── Recorded information ──
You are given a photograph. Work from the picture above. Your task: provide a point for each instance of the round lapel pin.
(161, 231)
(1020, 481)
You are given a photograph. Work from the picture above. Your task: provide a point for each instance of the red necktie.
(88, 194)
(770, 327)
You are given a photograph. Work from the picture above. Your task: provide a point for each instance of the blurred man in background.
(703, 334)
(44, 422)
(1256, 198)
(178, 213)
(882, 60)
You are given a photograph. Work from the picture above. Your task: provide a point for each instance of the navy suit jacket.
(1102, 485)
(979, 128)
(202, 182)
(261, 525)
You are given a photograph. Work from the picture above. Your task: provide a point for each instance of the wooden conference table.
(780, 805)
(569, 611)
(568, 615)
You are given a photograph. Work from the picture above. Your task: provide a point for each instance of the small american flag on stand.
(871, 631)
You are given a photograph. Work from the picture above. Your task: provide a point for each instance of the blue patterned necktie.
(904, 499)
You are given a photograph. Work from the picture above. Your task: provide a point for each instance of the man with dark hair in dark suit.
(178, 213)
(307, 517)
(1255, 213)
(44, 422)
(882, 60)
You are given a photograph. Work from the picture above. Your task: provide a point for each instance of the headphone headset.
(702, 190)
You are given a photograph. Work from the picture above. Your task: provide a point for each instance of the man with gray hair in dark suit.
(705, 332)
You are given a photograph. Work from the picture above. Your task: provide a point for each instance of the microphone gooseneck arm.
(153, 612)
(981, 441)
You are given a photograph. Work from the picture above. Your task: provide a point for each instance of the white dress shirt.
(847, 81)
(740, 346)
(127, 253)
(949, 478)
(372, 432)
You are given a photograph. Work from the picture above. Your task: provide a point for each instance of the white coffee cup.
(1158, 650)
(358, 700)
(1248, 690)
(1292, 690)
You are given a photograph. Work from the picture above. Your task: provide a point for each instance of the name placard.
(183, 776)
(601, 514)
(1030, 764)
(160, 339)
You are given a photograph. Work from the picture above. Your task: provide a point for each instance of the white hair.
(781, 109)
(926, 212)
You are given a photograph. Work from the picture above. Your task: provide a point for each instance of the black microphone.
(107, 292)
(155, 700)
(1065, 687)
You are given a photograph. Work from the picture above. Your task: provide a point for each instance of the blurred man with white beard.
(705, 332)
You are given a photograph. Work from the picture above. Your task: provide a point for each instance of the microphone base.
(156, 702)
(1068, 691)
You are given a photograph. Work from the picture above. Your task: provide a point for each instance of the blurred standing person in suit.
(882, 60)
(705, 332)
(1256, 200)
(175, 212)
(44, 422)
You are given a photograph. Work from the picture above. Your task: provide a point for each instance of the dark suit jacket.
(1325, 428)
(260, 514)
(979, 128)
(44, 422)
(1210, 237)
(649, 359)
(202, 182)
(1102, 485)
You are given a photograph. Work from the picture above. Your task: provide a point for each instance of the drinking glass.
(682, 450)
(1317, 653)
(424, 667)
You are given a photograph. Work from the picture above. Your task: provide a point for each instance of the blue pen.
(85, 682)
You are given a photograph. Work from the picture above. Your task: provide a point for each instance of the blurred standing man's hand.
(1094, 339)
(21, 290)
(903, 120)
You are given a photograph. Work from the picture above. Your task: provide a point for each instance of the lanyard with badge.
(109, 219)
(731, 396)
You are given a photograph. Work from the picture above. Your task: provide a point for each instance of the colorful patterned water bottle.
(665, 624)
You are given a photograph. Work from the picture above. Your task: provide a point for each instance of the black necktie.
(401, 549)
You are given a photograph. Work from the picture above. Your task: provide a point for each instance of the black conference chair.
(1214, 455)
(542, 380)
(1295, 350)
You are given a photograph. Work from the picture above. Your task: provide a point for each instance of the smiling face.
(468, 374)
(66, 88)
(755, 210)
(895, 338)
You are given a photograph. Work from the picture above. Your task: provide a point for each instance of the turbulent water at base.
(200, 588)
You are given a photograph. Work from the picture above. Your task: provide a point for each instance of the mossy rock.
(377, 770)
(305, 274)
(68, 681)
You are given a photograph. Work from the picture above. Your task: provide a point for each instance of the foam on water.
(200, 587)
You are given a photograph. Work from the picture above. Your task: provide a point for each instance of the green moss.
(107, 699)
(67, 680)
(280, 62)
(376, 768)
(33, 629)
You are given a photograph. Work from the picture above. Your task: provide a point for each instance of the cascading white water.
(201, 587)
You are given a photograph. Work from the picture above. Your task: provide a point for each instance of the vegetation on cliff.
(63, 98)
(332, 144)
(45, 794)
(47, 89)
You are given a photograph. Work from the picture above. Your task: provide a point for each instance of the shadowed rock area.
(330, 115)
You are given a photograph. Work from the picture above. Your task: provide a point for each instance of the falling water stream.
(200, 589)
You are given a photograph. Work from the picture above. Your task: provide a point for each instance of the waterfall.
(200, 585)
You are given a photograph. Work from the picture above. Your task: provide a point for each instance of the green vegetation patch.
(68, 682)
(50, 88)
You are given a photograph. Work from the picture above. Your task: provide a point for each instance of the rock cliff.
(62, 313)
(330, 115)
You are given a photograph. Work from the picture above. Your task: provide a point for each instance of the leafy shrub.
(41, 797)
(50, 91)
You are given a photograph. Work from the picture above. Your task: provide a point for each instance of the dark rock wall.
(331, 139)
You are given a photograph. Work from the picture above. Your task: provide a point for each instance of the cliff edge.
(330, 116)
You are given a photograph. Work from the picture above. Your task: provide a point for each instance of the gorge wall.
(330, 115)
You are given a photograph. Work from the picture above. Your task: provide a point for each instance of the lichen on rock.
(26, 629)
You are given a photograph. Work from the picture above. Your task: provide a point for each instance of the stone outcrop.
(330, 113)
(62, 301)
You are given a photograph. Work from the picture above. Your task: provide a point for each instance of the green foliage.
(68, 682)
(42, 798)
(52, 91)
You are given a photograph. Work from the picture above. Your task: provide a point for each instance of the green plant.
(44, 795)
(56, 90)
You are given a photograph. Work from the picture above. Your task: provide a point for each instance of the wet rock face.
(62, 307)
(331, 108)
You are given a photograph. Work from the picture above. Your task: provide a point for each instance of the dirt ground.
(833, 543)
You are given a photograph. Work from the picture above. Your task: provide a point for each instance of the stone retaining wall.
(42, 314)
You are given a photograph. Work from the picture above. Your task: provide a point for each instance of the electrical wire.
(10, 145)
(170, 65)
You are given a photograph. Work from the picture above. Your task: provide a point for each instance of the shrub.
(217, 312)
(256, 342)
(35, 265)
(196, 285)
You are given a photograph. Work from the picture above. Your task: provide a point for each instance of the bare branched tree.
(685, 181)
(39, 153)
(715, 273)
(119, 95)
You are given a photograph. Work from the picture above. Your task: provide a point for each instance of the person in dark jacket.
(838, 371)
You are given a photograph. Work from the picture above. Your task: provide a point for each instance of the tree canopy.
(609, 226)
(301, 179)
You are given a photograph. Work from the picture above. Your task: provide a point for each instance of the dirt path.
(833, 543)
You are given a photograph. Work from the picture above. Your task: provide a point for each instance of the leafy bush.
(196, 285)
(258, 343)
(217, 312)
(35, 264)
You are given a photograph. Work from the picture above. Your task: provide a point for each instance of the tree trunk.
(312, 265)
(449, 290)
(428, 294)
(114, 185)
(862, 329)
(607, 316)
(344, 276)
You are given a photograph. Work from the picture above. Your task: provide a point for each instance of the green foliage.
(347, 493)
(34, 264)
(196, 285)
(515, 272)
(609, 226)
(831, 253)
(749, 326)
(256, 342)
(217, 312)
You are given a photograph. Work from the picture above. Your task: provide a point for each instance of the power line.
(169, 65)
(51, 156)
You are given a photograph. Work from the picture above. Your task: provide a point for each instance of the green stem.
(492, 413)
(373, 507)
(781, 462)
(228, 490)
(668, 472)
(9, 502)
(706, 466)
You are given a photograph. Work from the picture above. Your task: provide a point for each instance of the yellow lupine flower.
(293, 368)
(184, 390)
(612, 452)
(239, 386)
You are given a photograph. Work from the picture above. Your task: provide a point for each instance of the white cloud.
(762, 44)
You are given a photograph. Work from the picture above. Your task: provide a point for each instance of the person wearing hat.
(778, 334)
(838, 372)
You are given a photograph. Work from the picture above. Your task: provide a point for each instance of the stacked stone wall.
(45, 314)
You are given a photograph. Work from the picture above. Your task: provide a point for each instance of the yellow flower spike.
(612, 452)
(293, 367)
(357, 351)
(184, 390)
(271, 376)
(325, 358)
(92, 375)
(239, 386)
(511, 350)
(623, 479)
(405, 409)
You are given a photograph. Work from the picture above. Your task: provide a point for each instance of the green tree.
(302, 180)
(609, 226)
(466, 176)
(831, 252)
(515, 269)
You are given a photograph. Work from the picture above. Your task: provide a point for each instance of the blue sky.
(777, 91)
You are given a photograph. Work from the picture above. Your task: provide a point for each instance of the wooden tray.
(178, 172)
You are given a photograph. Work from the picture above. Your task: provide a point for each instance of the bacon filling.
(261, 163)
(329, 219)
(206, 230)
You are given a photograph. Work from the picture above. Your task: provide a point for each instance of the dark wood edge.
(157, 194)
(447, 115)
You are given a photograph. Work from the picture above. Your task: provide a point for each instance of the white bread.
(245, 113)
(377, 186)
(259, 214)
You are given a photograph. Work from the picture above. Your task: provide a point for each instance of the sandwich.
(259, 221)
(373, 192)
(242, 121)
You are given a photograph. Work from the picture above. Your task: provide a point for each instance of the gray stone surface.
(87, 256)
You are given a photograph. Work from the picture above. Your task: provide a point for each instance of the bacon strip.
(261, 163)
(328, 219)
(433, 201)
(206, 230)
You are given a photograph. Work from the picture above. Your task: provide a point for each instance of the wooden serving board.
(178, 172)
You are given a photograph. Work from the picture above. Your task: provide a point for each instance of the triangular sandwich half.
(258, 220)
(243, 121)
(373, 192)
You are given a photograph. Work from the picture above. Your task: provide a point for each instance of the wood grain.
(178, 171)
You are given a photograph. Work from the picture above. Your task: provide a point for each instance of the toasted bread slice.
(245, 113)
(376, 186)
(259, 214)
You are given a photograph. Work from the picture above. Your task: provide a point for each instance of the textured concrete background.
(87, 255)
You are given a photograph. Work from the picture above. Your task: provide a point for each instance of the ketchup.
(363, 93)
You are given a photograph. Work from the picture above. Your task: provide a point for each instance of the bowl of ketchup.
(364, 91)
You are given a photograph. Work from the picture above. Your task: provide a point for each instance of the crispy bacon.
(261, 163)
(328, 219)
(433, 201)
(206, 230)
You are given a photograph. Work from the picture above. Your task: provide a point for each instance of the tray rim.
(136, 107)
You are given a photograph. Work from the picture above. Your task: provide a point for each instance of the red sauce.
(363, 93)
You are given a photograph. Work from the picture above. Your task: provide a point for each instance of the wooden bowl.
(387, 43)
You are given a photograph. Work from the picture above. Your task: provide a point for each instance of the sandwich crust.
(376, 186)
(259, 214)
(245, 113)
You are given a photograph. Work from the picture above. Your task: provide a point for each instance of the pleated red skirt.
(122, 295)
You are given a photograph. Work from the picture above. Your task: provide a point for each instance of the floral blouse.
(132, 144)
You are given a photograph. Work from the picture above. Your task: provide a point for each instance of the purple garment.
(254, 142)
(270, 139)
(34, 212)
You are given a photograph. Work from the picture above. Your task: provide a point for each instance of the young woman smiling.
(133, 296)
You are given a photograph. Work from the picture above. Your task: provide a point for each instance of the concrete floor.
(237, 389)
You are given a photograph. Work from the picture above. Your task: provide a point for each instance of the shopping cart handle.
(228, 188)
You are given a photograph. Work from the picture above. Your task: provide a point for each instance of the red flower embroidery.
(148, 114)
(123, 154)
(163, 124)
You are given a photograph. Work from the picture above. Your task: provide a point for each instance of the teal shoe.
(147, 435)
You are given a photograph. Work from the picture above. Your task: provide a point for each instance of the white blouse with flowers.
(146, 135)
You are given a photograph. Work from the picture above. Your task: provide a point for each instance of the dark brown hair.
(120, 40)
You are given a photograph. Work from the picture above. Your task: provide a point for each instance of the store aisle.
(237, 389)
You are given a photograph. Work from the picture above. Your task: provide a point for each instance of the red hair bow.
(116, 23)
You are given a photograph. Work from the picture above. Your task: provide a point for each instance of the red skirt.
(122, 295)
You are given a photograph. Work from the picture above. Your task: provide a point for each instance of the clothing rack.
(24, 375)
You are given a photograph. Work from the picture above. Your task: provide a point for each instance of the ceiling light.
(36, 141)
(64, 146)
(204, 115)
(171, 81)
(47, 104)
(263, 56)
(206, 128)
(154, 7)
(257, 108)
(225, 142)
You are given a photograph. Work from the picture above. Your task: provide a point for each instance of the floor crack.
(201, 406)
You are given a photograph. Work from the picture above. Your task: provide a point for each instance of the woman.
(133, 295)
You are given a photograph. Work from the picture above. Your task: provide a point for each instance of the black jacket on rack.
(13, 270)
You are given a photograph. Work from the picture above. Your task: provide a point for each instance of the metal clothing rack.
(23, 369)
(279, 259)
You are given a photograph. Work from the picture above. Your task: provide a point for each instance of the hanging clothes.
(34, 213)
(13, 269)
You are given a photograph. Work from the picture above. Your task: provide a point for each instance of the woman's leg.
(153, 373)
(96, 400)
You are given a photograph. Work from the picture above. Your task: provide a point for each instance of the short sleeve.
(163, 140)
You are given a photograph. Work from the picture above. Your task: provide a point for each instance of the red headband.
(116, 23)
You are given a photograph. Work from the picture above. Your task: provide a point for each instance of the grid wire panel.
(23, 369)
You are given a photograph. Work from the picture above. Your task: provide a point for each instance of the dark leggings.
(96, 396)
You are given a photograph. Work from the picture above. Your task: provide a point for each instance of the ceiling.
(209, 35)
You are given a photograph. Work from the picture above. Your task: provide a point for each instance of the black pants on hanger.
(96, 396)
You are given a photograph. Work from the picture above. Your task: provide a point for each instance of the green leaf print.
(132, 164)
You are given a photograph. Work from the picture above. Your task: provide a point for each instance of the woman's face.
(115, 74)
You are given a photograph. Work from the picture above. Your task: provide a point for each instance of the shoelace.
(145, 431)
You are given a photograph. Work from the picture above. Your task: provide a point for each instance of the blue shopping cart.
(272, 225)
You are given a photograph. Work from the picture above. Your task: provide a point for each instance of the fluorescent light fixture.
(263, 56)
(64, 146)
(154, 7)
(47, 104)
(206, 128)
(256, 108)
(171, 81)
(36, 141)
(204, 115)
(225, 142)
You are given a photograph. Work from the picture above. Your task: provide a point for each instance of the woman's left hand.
───
— Your task —
Only the lines from the one containing "of the ceiling." through the final line of the data belong in the answer, repeated exactly.

— Task answer —
You are given a photograph. Work from the picture above. Your task: provide a point for each instance of the ceiling.
(209, 35)
You are given a photograph. Work from the picture above. Your task: provide a point for each instance of the black pants on hanger.
(96, 396)
You are given a photograph. Work from the picture above. Your task: provide a point for each instance of the green leaf print.
(132, 164)
You are given a photograph. Work from the picture above. Your task: provide a point for each instance of the woman's face.
(115, 74)
You are given a photograph. Work from the picture above. Your task: provide a point for each instance of the shoelace.
(145, 431)
You are given a photograph. Work from the picture above. Your task: provide a point for each instance of the blue shopping cart.
(272, 225)
You are given a photograph. Work from the picture above. Your task: provide a point for each instance of the fluorescent light fixture.
(263, 56)
(64, 146)
(154, 7)
(47, 104)
(206, 128)
(256, 108)
(171, 81)
(36, 141)
(204, 115)
(225, 142)
You are given a photograph. Work from the picture above. Your task: provide a point for each instance of the woman's left hand.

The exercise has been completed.